A block of data

-- START --

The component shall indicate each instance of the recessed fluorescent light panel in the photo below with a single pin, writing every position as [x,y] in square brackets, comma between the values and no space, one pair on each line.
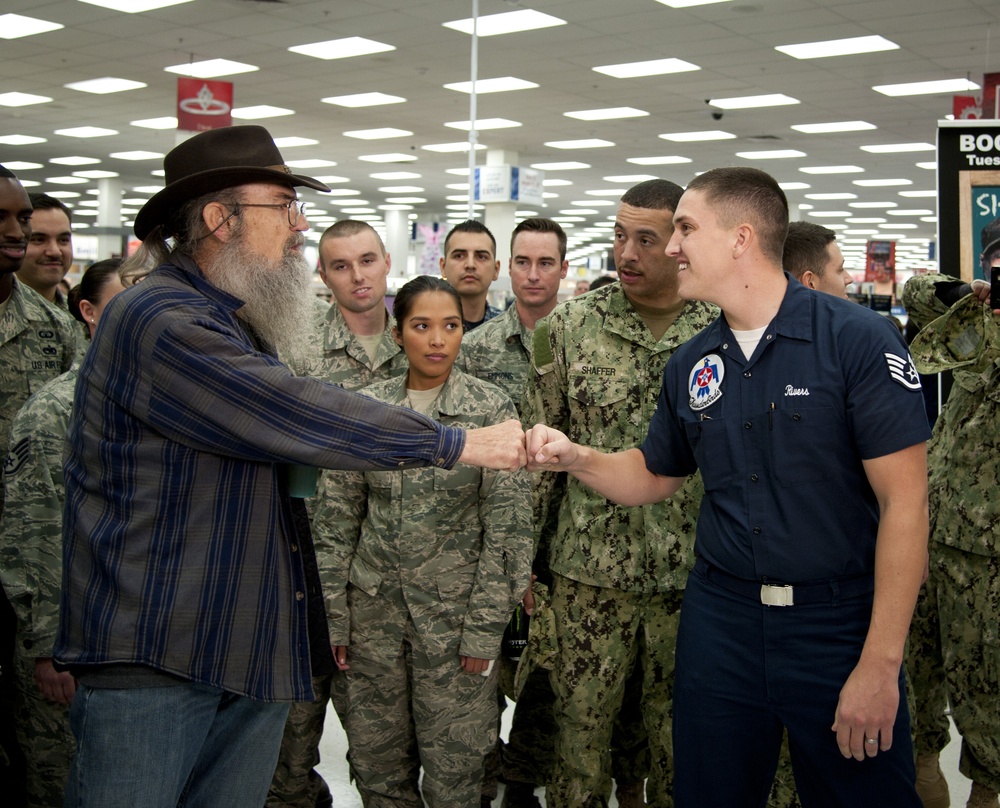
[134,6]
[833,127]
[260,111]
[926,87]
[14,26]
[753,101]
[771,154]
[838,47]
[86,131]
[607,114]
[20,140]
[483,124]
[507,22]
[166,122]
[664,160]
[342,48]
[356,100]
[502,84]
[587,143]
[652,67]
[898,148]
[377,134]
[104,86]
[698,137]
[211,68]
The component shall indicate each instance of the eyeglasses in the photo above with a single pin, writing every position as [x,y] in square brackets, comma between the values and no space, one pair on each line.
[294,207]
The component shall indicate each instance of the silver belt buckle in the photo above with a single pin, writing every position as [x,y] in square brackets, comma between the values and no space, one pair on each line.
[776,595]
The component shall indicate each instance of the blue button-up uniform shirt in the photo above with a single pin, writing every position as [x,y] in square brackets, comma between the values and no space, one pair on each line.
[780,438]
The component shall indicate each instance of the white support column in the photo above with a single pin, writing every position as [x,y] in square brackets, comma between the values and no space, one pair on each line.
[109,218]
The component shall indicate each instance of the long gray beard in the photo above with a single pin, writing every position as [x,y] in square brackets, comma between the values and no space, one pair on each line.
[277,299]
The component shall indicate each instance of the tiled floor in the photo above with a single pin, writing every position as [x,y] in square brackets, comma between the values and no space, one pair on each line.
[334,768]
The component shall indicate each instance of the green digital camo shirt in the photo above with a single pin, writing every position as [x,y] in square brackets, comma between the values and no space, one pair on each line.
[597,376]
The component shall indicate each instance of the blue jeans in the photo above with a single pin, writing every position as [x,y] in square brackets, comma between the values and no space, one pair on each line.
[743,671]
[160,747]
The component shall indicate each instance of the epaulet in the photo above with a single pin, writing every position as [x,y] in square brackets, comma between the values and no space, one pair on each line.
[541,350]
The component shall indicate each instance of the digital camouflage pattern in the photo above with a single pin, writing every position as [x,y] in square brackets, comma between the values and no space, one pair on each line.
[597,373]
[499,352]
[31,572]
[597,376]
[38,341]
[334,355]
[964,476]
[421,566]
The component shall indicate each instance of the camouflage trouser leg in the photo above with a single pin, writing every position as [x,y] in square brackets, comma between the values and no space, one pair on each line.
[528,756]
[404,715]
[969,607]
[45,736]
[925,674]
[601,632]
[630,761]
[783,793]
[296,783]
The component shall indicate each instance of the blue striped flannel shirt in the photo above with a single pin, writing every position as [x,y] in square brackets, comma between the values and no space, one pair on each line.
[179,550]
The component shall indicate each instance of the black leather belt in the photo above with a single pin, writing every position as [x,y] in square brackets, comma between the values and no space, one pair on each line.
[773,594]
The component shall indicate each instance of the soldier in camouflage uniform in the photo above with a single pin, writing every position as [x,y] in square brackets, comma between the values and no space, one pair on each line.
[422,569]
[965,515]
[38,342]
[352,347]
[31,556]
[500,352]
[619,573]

-- END --

Can you repeat all the records above verbatim, line for line, with the pictures left out?

The component shall indicate each instance of the recessed fluorescent light panel in the photo below with a single pin, writing every position as [x,y] in square brackets, comma between the values and no space, one pair on each line.
[134,6]
[833,127]
[260,111]
[926,87]
[14,26]
[753,101]
[771,154]
[838,47]
[86,131]
[607,114]
[20,140]
[483,124]
[507,22]
[166,122]
[664,160]
[342,48]
[356,100]
[502,84]
[587,143]
[652,67]
[898,148]
[377,134]
[104,86]
[698,137]
[211,68]
The component shall indicate each instance of the eyeglasses in the photo above with a single pin, writing every position as [x,y] in square brackets, comma between the values and no space, one pair on each line.
[294,207]
The component shall indicate each instance of the silver belt buckle in the photo above with a single pin, writing every position as [x,y] in square brackets, comma between the values and no space, one pair on each line.
[776,595]
The component shall indicate each instance of the blue button-up uniform shirt in the photo above with a single pin, writing every position as [x,y] in square brackets, comma between the values and no space, one pair on each line.
[780,438]
The component shall indicate each instance of the white support column in the photo above with a single pin, writing every position as [x,y] in square brackets, comma between the values and no space, one pair on each line.
[109,218]
The component shall indicate each instance of the long gray beard in the photo above with a single pin, writing every position as [x,y] in square brackets, comma between the values and no space, one pair on each line.
[277,299]
The component shall indicate each instance of the tiled floor in the photo above with a single pin, writing every position as [x,y] in square brackets, comma between the values and no space, one pair on each line.
[334,768]
The component shall indicate each instance of the green digital camo shirt in the photo above with a single pin, writing every position as [x,y] in square brackets, comma between the values and no space, one pair on each line.
[597,376]
The component shall indicate each instance of the blue jeans in the photo above with a single pin, writing every position as [x,y] in square brackets, comma between the values and no space, one pair on each line.
[743,671]
[160,747]
The component shall indicate each instance of the epaulet in the photo above with a single pin, writing every position as [x,y] in square brackets, comma between the values and no space, one pair on each line.
[541,350]
The component shall indicate each instance of the digital camouflage pattern in the photo above with a single pin, writing every position as [x,y] in square brackets, comma between the values and no space, one pair on each line.
[597,373]
[499,352]
[31,572]
[597,376]
[38,341]
[334,355]
[964,476]
[421,566]
The component shall indicate each instance of the camouflage trouser leg in the photo above with a single pin, writing every position as [x,y] in square brackets, comma between the values and no space, one pair on each line.
[528,756]
[404,715]
[969,607]
[45,736]
[925,674]
[601,632]
[630,761]
[783,793]
[296,783]
The component shall indicate each instance of the blue striped flannel shirt in the photo above with a single pin, writing every position as [x,y] in square brackets, comma between the values and no space, one pair on each line.
[179,550]
The component shall indicate each instance of the black leather belt in the photo above with a single pin, writing every position as [x,y] in square brackets, comma between the values and no space, one pair on each line.
[773,594]
The component shall indicate each instance of the soldier in camouflage uniform in the photo above with a single pin, writing every position as [x,y] in square brackets, comma between the values and no space, one pair on each line.
[422,569]
[965,515]
[38,342]
[352,347]
[31,556]
[500,352]
[619,573]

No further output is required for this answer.